[Passage provided]
►
Unrestricted Support in the Age of COVID

by Abigail Klingbeil
Sandy LakoffBecause of the pandemic, Sandy Lakoff ’53 decided to establish a gift at Brandeis earlier than he originally intended, to help it address the coronavirus-related instability and change every university is facing.

Lakoff, the Edward A. Dickson Professor Emeritus of Political Science at UC San Diego, established an estimated $2 million charitable gift annuity at Brandeis in May. The gift is unrestricted, meaning the university can use it for its most-pressing needs (Lakoff has given President Ron Liebowitz a “wish list,” which the president can follow at his discretion).

“As an academic myself, I don’t like the idea of tying the university’s hands,” Lakoff says.
◄
[Listed records]
►
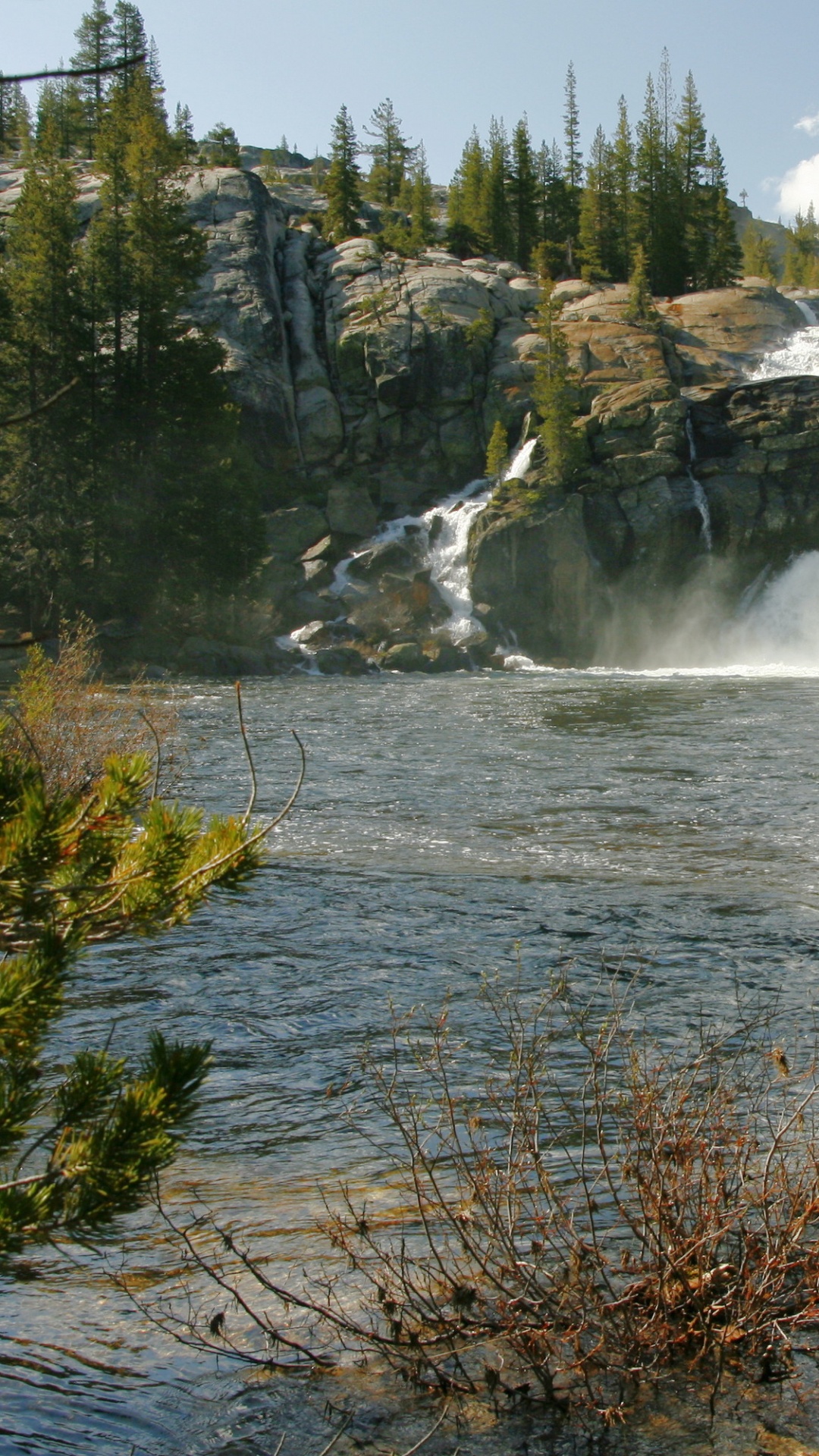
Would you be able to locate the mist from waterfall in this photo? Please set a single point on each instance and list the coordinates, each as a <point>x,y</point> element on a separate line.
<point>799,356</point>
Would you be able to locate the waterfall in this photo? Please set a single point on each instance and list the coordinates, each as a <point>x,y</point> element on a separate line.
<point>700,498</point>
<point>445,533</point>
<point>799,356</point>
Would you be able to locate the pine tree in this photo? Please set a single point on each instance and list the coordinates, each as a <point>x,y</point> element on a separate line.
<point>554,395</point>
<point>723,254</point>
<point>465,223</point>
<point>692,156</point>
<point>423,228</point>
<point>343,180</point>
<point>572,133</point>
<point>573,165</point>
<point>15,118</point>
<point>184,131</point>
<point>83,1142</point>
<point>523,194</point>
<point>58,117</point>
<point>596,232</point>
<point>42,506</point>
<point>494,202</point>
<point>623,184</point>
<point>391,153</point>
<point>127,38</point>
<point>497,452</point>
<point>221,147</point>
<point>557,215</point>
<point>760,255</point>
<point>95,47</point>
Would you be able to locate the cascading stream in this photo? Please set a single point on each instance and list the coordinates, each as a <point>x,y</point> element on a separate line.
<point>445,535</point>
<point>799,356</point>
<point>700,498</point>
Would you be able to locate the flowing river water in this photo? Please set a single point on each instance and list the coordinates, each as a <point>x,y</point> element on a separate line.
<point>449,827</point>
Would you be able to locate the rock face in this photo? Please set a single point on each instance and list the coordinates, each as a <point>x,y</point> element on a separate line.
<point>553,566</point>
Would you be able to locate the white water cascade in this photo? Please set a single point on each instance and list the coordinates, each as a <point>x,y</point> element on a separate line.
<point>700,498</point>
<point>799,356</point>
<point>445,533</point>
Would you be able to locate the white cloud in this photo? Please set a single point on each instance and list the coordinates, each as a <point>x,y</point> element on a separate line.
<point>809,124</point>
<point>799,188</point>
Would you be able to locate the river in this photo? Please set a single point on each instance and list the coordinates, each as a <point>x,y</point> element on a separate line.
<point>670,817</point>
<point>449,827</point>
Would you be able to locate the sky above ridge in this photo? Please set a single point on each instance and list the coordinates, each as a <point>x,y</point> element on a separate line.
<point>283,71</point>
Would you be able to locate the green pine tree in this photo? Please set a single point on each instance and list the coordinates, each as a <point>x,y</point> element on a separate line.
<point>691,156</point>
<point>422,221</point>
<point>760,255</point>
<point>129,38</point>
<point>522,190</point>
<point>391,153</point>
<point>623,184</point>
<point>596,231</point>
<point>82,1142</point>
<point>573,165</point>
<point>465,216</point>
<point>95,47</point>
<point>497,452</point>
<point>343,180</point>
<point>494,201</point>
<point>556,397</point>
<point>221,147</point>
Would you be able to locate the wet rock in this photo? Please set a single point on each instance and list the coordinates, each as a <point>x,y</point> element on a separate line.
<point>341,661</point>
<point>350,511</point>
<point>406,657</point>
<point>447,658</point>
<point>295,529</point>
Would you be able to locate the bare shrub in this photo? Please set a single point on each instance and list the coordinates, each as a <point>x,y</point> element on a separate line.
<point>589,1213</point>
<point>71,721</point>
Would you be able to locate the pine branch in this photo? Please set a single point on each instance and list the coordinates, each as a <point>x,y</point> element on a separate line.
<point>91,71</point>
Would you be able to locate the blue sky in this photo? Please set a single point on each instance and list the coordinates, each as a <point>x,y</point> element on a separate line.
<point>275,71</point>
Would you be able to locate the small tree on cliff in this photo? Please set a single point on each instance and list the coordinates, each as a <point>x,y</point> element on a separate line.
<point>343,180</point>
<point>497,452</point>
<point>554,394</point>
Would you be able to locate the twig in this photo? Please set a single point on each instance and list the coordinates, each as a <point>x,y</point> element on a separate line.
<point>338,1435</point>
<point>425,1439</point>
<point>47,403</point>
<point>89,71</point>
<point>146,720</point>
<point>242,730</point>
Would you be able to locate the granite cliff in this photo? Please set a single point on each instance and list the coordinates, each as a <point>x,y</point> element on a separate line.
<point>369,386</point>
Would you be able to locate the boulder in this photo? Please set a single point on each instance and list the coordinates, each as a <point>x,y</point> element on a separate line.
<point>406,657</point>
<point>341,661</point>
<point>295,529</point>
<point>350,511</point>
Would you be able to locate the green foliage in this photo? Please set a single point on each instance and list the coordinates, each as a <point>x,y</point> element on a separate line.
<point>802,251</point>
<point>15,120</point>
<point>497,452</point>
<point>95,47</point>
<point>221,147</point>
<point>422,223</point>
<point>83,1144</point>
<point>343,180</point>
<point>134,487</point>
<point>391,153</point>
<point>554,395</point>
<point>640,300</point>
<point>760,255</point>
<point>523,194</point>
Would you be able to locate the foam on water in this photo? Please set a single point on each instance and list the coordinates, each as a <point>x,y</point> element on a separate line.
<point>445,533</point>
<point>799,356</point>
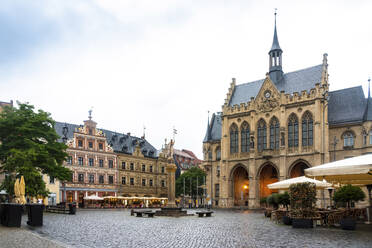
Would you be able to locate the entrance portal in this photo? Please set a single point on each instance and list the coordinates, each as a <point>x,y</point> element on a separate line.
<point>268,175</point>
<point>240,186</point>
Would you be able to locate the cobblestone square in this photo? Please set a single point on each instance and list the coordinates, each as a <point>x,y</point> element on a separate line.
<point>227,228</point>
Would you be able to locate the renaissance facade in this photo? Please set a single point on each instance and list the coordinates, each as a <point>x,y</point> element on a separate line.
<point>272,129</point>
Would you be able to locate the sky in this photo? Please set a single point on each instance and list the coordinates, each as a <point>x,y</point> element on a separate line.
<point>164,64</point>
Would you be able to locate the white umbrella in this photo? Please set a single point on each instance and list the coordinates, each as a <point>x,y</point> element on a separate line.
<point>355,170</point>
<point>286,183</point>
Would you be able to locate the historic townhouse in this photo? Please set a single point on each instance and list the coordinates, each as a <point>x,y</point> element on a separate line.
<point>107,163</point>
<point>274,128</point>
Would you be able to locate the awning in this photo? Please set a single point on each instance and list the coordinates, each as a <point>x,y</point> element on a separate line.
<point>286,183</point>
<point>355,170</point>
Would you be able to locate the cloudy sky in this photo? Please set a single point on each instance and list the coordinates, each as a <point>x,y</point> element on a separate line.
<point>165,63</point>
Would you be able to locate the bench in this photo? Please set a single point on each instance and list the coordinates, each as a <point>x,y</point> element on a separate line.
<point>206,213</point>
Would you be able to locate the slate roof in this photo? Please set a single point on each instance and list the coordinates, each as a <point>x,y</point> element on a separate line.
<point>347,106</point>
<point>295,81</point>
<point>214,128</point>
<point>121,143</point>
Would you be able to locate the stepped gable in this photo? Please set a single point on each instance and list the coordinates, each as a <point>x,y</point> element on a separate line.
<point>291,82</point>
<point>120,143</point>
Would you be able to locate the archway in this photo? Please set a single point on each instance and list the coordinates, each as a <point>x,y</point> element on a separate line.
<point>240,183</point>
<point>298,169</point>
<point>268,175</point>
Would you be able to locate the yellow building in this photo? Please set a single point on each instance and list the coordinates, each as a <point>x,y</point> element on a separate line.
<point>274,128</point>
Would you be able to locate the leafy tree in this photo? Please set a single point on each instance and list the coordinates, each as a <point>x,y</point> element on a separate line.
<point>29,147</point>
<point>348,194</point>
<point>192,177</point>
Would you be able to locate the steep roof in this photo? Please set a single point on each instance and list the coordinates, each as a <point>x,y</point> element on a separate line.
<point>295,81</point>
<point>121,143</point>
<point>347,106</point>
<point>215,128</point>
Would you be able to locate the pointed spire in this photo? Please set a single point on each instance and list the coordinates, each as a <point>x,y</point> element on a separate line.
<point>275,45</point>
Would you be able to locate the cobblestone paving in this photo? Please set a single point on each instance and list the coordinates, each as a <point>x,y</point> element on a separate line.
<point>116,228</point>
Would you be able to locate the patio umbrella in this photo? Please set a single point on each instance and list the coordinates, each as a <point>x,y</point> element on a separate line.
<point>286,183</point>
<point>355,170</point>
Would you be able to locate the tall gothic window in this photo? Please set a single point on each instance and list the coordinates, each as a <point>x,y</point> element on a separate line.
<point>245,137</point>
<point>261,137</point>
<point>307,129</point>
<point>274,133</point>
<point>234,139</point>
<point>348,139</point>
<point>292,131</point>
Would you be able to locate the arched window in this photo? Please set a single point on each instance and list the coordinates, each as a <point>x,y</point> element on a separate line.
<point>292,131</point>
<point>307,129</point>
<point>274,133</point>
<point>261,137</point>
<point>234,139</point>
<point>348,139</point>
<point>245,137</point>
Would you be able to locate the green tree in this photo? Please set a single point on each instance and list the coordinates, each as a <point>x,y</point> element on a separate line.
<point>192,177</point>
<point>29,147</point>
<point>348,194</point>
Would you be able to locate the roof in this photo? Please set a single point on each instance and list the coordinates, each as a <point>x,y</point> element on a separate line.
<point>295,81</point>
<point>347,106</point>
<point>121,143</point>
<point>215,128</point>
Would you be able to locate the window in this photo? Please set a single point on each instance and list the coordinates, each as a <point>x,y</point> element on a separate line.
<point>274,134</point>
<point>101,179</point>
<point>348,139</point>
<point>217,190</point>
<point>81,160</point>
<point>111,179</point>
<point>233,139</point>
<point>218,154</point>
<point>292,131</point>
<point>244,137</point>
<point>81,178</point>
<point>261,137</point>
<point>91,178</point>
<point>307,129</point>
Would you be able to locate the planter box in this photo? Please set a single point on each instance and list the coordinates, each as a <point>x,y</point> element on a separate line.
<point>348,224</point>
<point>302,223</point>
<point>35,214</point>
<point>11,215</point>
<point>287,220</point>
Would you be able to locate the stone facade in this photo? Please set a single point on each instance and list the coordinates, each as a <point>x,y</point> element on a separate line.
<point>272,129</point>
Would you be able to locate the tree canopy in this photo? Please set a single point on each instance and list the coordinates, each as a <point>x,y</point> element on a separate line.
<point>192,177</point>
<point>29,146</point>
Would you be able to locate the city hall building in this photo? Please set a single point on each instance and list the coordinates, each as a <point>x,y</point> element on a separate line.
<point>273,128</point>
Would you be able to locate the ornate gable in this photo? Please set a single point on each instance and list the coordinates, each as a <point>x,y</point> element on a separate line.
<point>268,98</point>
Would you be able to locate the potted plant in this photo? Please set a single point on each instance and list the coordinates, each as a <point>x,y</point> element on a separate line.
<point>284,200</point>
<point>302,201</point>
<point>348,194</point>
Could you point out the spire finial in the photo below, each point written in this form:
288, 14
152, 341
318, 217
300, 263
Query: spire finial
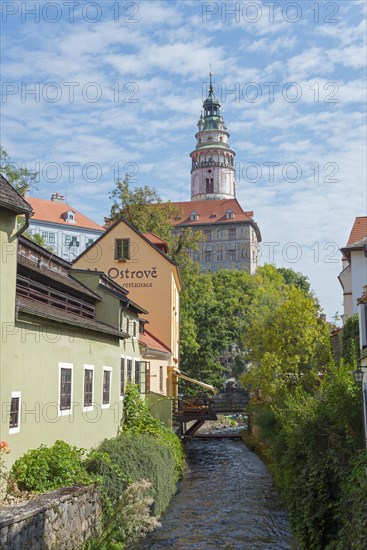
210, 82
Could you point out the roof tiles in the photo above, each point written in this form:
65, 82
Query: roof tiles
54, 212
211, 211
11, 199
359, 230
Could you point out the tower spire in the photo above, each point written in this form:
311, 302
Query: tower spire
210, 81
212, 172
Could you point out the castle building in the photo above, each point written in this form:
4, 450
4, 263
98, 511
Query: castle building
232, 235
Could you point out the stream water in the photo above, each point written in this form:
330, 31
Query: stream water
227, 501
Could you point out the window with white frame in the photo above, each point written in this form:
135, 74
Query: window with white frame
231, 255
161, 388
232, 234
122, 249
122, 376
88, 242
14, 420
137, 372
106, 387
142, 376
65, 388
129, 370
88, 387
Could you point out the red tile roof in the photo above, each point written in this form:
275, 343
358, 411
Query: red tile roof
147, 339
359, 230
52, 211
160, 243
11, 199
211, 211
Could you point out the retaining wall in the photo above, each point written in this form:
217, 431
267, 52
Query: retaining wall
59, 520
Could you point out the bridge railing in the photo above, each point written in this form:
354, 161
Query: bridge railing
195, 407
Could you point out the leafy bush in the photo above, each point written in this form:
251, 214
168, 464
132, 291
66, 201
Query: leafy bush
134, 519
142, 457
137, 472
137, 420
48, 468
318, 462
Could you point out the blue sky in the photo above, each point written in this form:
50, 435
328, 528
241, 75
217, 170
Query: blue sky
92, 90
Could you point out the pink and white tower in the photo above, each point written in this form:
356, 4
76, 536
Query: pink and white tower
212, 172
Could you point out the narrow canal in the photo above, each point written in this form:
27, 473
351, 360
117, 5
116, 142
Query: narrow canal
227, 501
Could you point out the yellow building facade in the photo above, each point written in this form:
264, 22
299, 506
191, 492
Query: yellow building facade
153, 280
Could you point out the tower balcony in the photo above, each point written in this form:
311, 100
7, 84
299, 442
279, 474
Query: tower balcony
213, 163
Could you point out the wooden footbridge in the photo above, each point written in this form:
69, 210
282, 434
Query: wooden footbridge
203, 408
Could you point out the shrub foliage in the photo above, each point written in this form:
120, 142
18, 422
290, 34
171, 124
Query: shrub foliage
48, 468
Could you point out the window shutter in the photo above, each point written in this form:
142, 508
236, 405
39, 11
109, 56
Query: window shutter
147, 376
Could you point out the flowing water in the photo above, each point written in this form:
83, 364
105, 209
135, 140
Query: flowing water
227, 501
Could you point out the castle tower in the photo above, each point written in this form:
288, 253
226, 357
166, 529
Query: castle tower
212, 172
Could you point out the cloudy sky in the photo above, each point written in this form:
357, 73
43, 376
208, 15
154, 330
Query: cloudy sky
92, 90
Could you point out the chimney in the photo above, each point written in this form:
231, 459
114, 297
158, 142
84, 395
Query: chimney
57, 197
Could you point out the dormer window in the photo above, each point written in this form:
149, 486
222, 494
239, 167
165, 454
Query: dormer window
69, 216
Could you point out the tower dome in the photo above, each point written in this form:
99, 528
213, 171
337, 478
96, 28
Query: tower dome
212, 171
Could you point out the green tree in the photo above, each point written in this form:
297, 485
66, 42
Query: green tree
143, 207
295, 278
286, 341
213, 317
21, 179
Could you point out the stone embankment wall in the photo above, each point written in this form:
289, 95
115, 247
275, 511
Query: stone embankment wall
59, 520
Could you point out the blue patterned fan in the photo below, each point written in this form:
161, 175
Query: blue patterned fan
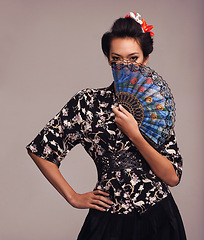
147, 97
◄
[Task requirements]
a – From the article on Lakoff's gift, quote the passage starting with "Unrestricted Support in" and going on through "university is facing.".
b – According to the article on Lakoff's gift, what is the estimated value of the charitable gift annuity Lakoff established at Brandeis?
c – Proceed with the article on Lakoff's gift from the point where it stops.
The rows are independent material and have no connection to the article on Lakoff's gift.

[Your responses]
a –
Unrestricted Support in the Age of COVID

by Abigail Klingbeil
Sandy LakoffBecause of the pandemic, Sandy Lakoff ’53 decided to establish a gift at Brandeis earlier than he originally intended, to help it address the coronavirus-related instability and change every university is facing.

b – About $2 million.

c –
A member of Brandeis’ second graduating class, Lakoff credits Brandeis with his career success, reporting he had “a very fulfilling, exciting college experience.” He majored in politics and served as an editor of The Justice. He recalls the distinguished visitors who came to campus: “Justices Douglas and Frankfurter lectured on the Constitution. David Ben-Gurion spoke on the founding of Israel. A poetry series meant weekends with W.H. Auden and Dylan Thomas. Leonard Bernstein mesmerized us with Mahler and led the thrilling American premiere of ‘The Threepenny Opera’ and his own ‘Trouble in Tahiti.’”

Originally, Lakoff didn’t intend to become an academic. “I was thinking about a career in journalism,” he says. “But the Brandeis faculty was so good they really opened my eyes, especially to the social sciences.”

He went on to earn a PhD in political science at Harvard and founded UCSD’s political science department in 1975. Though he’s retired, he’s still teaching UCSD adult-education lectures over Zoom. He has written or edited more than a dozen books, including “Democracy: History, Theory, Practice” (1997) and “Max Lerner: Pilgrim in the Promised Land” (1998), about the renowned journalist who became a Brandeis faculty member.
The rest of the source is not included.